Last weekend we headed to Birmingham for a much-postponed (thanks to the pandemic) treat – a concert by Nick Mason’s Saucerful of Secrets.

For anyone who doesn’t follow prog rock, Mason is a brilliant rock drummer who formed one quarter of the original line-up of Pink Floyd. Recently he’s put together his own band, including other rock legends such as Guy Pratt and Gary Kemp, to play some of Floyd’s older material. As he himself said, the other surviving members of the group tend to focus on Dark Side of the Moon, Wish You Were Here and The Wall, but Floyd was so much more than that. It’s also his own tribute to tortured genius Syd Barrett, the front man of the original band, who wrote much of that early material.
We booked the concert pre-pandemic and had to sit on our hands while it was postponed about four times. This time, we were so used to being disappointed we hardly dared hope, but as it was, we arrived at Birmingham’s Symphony Hall clutching our tickets to find it was all happening at last.
Was it worth the two year wait? Yes, absolutely it was. Every last second was amazing, brilliant, masterful – and surprisingly good fun. Unlike the original band, who even a fan like me has to admit could occasionally be a bit po-faced, Saucerful of Secrets are a lot more relaxed and even, at times, mischievous. In between numbers, Mason provided entertaining snippets looking back at the history of the band and some of the songs they played. Like Vegetable Man, for instance, which he freely admitted was never recorded because it was never finished, because none of them had a clue how to finish it!

> **SUPPLIED RECORDS**:
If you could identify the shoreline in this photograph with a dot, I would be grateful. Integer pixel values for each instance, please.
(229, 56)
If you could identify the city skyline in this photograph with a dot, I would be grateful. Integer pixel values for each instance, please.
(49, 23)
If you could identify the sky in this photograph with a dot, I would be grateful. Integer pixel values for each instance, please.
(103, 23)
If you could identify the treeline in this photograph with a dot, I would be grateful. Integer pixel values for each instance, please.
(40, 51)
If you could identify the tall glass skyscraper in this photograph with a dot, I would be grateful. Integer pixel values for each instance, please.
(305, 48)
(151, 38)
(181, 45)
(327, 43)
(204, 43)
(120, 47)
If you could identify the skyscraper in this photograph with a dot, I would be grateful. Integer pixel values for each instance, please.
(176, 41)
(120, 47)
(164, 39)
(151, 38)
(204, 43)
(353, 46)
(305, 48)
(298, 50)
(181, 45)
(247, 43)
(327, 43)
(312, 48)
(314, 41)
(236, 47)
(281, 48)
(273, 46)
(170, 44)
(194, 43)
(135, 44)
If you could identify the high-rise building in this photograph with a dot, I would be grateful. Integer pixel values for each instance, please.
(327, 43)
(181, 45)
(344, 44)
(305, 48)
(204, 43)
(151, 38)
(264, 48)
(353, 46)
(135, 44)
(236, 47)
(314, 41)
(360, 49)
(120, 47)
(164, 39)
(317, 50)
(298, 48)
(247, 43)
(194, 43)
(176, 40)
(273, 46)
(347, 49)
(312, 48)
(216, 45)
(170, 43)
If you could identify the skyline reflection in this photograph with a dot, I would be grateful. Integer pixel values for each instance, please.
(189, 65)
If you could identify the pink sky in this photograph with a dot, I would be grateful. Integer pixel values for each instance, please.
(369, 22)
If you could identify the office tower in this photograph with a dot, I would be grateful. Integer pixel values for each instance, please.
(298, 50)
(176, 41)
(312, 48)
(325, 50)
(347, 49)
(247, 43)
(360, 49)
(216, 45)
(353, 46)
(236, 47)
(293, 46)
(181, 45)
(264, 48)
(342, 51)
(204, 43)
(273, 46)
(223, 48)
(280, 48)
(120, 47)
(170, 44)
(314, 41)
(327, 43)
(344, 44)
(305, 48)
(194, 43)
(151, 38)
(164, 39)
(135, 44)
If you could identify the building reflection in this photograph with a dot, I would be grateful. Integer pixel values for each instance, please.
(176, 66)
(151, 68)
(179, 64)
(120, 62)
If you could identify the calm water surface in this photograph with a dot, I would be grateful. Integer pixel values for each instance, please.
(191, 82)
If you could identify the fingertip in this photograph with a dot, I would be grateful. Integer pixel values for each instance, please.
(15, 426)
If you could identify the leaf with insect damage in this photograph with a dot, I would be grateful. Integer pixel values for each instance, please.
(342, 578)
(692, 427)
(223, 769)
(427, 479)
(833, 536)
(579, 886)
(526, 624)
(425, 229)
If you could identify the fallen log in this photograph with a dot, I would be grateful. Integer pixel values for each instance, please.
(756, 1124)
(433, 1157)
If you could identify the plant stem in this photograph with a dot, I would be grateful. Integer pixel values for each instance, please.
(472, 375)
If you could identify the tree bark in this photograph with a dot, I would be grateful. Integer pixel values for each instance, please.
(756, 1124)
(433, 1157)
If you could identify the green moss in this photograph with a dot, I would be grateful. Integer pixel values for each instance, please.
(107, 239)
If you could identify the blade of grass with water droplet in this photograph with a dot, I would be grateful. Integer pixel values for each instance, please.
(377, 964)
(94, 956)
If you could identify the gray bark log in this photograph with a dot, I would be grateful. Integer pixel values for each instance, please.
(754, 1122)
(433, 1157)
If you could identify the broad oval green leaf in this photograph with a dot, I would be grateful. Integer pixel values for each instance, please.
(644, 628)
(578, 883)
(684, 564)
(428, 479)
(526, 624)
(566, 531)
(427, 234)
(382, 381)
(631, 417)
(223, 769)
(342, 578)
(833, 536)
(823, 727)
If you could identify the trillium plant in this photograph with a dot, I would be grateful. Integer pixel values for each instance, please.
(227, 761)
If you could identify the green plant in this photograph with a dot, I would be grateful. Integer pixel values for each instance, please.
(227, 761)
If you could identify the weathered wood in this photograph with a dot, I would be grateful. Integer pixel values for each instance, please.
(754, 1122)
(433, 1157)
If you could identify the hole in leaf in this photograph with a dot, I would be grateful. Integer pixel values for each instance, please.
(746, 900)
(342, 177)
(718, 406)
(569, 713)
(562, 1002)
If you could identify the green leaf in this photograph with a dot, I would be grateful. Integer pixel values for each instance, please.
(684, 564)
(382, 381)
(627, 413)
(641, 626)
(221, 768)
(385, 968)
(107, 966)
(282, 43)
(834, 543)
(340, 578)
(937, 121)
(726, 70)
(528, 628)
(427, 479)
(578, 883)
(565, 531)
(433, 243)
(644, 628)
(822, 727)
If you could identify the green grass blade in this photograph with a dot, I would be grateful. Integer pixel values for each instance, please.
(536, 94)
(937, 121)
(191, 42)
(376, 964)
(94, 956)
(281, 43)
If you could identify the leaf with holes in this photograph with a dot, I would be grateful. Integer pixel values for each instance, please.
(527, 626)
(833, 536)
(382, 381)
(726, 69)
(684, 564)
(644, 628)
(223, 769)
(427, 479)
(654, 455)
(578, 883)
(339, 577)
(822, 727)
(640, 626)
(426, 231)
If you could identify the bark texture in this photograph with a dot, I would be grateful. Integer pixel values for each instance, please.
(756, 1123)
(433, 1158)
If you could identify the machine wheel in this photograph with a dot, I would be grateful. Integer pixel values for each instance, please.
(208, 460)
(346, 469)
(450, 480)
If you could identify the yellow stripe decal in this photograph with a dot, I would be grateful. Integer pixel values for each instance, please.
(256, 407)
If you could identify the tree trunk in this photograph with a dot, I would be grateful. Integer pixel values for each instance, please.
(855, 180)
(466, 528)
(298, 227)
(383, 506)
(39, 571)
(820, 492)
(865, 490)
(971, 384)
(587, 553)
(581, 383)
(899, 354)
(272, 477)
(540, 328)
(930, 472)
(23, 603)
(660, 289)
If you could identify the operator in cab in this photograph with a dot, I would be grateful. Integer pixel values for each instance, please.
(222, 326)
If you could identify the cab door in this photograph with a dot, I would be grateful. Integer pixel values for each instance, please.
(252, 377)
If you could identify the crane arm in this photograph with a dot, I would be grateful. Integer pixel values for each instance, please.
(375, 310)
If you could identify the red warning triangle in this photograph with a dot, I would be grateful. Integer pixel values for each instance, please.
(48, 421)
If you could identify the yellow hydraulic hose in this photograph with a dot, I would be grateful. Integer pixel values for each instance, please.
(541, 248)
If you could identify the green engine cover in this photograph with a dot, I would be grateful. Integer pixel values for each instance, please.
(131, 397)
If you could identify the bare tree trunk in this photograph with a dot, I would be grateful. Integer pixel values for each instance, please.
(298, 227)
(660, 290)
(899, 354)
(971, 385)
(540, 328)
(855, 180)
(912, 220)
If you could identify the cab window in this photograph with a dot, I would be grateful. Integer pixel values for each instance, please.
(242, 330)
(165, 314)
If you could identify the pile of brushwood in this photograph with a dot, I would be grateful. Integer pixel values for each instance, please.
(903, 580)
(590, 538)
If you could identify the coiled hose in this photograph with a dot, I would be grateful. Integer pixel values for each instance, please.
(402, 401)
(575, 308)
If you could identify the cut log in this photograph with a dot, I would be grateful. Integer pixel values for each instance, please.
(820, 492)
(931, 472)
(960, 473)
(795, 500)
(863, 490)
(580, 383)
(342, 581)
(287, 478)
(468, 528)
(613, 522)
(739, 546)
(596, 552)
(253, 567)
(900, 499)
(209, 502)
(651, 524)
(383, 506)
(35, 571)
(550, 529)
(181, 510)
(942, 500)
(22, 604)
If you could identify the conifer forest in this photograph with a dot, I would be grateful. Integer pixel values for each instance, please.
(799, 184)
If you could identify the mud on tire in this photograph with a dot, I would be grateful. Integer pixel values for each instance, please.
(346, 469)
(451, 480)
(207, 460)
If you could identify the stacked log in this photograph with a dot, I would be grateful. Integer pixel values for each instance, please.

> **TASKS**:
(1) From the concert review, write out the passage starting with "For anyone who" and going on through "that early material.".
(2) Answer these questions from the concert review:
(a) In which Birmingham venue did the concert take place?
(b) Which two rock musicians are named as members of Mason's band?
(c) About how many times was the concert postponed?
(3) Carry on the concert review from its final sentence.

> **RESULTS IN ORDER**:
(1)
For anyone who doesn’t follow prog rock, Mason is a brilliant rock drummer who formed one quarter of the original line-up of Pink Floyd. Recently he’s put together his own band, including other rock legends such as Guy Pratt and Gary Kemp, to play some of Floyd’s older material. As he himself said, the other surviving members of the group tend to focus on Dark Side of the Moon, Wish You Were Here and The Wall, but Floyd was so much more than that. It’s also his own tribute to tortured genius Syd Barrett, the front man of the original band, who wrote much of that early material.

(2)
(a) Symphony Hall
(b) Guy Pratt and Gary Kemp
(c) About four times

(3)
The highlight of the night was a complete, unabridged, and pretty much note-perfect rendition of Echoes, possibly the first Floyd track to really sound like Floyd, if you know what I mean. It’s one of my favourites, and I sat utterly spellbound for the 25 minutes it took to play. I could almost have been back in the 1970s, before all the splits and acrimony, listening to the Pink Floyd of old. A very special treat, and one I hope we can repeat some day.
The photo above isn’t mine, sadly – we took a few on a mobile phone, but the lights were so bright the lens focused on those rather than the band members, so all it really looks like is a lightning strike. This pic is courtesy of The Midlands Rocks.